[Dataset records]
(begin)

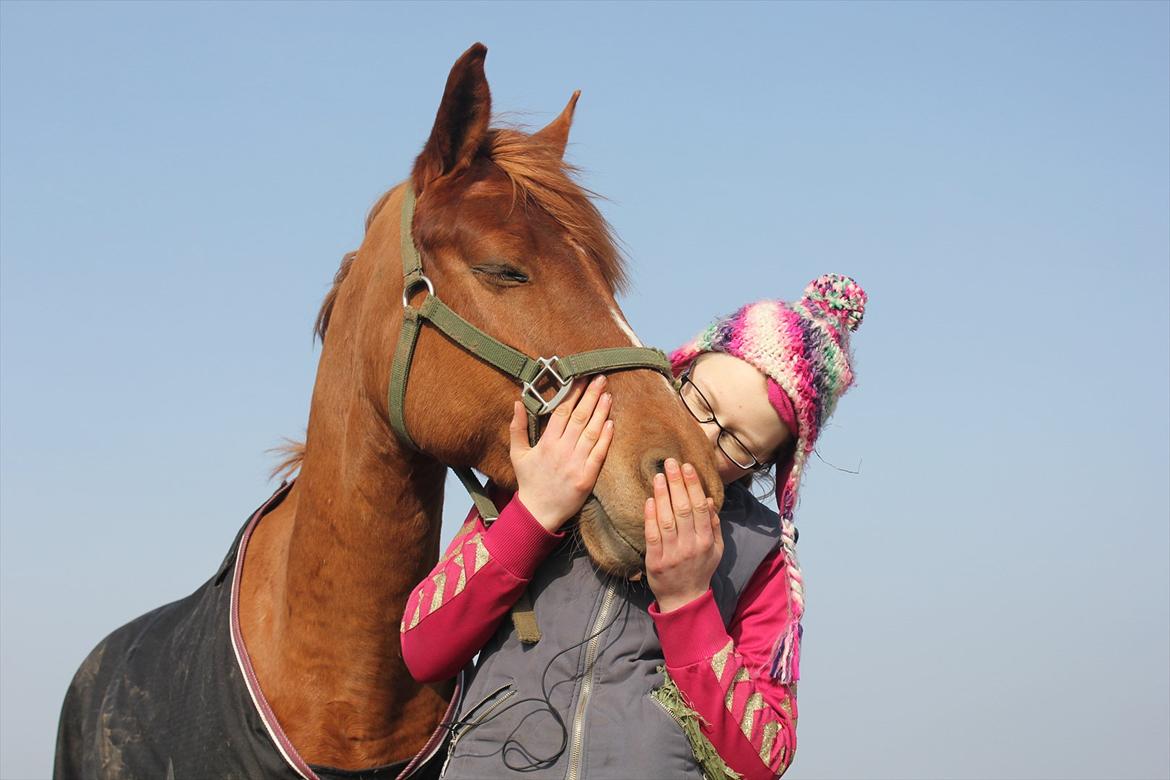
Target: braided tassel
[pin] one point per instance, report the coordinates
(786, 658)
(785, 664)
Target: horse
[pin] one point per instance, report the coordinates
(287, 662)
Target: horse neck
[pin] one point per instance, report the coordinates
(328, 575)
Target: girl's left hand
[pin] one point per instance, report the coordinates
(683, 542)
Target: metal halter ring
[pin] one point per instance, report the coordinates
(410, 288)
(562, 391)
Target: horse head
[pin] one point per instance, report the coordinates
(514, 246)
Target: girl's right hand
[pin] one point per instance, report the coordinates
(557, 475)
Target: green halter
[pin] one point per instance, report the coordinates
(529, 372)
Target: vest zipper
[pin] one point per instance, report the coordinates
(578, 727)
(462, 729)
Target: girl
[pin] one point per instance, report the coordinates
(690, 671)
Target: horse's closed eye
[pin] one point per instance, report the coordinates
(501, 275)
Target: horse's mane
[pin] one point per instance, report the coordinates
(538, 174)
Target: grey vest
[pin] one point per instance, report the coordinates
(578, 703)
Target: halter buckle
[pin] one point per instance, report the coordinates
(421, 278)
(563, 386)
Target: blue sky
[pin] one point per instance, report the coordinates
(988, 595)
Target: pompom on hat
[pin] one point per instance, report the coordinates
(803, 349)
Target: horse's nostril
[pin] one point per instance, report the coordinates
(654, 462)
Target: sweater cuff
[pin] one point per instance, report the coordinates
(517, 542)
(692, 633)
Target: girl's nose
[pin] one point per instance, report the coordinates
(711, 430)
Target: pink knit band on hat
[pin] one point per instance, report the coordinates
(783, 406)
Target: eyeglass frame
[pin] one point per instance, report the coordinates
(685, 379)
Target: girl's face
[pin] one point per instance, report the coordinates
(737, 395)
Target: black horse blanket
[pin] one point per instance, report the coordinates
(172, 695)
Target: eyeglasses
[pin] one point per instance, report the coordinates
(701, 409)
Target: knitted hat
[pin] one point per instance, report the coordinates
(803, 349)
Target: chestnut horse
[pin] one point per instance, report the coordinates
(513, 244)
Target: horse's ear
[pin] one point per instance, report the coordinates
(461, 124)
(556, 133)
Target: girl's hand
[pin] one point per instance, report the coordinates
(683, 542)
(557, 475)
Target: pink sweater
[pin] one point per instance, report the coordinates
(722, 670)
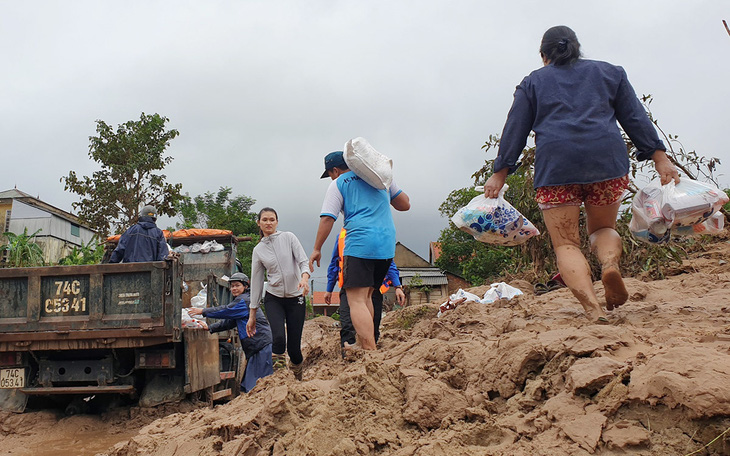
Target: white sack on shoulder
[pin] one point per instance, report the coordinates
(368, 164)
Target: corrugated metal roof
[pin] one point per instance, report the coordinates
(428, 276)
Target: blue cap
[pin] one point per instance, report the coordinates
(333, 160)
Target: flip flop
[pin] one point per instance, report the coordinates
(551, 285)
(554, 285)
(540, 288)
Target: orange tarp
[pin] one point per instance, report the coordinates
(201, 232)
(184, 233)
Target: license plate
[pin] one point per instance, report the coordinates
(12, 378)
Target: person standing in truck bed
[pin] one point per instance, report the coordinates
(143, 241)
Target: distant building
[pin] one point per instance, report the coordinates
(422, 281)
(455, 280)
(59, 231)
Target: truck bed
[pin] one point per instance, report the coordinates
(95, 306)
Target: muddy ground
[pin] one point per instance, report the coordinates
(529, 376)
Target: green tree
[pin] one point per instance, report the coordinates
(225, 212)
(89, 253)
(22, 250)
(129, 158)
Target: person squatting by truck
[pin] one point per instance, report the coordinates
(257, 348)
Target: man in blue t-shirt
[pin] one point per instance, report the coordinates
(370, 237)
(335, 276)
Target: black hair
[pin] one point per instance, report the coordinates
(560, 46)
(258, 218)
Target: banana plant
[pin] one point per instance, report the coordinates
(22, 250)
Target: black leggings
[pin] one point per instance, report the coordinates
(289, 312)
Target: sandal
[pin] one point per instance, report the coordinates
(551, 285)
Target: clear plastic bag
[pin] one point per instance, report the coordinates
(201, 299)
(494, 221)
(368, 164)
(687, 208)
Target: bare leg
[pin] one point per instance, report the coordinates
(361, 314)
(562, 224)
(606, 244)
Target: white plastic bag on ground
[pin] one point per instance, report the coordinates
(687, 208)
(368, 164)
(500, 290)
(457, 298)
(494, 221)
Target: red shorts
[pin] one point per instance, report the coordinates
(596, 194)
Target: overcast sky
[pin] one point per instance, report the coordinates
(261, 90)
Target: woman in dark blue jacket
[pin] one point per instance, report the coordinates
(257, 348)
(573, 106)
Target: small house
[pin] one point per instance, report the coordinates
(59, 231)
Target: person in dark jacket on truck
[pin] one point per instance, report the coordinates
(257, 348)
(142, 241)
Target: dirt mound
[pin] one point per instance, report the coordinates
(528, 376)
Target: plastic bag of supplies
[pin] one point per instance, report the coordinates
(494, 221)
(687, 208)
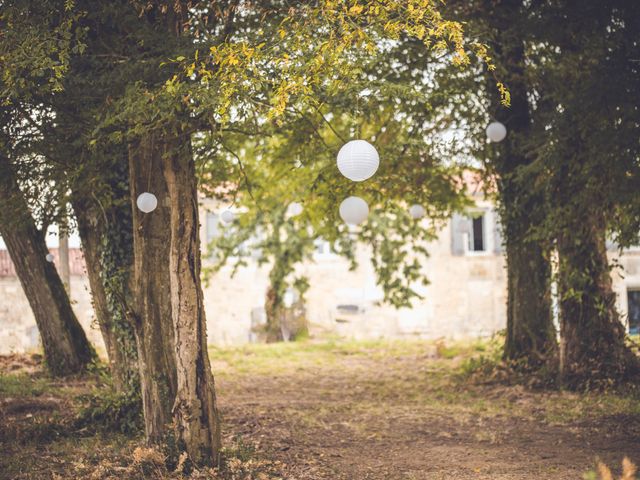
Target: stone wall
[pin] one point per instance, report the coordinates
(466, 297)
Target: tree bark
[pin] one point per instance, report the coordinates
(63, 255)
(151, 313)
(195, 411)
(66, 348)
(530, 339)
(592, 346)
(107, 244)
(273, 312)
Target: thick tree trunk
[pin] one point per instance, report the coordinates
(530, 332)
(592, 343)
(151, 288)
(530, 338)
(195, 412)
(66, 348)
(107, 245)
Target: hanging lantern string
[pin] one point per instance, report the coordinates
(150, 167)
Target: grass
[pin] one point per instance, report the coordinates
(23, 385)
(362, 386)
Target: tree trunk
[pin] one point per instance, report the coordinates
(273, 312)
(66, 348)
(592, 346)
(63, 256)
(530, 338)
(107, 245)
(195, 412)
(151, 313)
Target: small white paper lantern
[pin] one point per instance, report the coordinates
(147, 202)
(227, 216)
(417, 211)
(294, 209)
(358, 160)
(496, 132)
(354, 210)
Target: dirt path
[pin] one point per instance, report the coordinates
(338, 411)
(393, 418)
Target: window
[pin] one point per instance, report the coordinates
(633, 307)
(476, 236)
(212, 226)
(322, 247)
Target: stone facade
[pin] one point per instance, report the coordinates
(466, 296)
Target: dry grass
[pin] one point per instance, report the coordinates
(338, 410)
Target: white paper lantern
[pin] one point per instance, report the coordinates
(147, 202)
(358, 160)
(354, 210)
(294, 209)
(417, 211)
(496, 132)
(227, 216)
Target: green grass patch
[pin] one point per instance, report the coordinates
(23, 385)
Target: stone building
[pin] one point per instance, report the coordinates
(466, 295)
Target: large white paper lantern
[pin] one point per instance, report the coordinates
(417, 211)
(354, 210)
(227, 216)
(294, 209)
(496, 132)
(358, 160)
(147, 202)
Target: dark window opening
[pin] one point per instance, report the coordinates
(477, 240)
(633, 307)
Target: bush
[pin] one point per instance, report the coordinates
(112, 411)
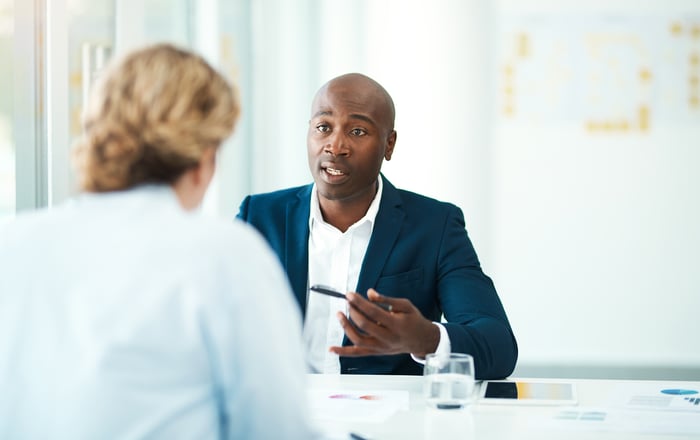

(end)

**Exercise goal**
Locate each line in the records above that contains the string "building" and copy it out.

**Answer to the problem**
Target: distant building
Target: stone building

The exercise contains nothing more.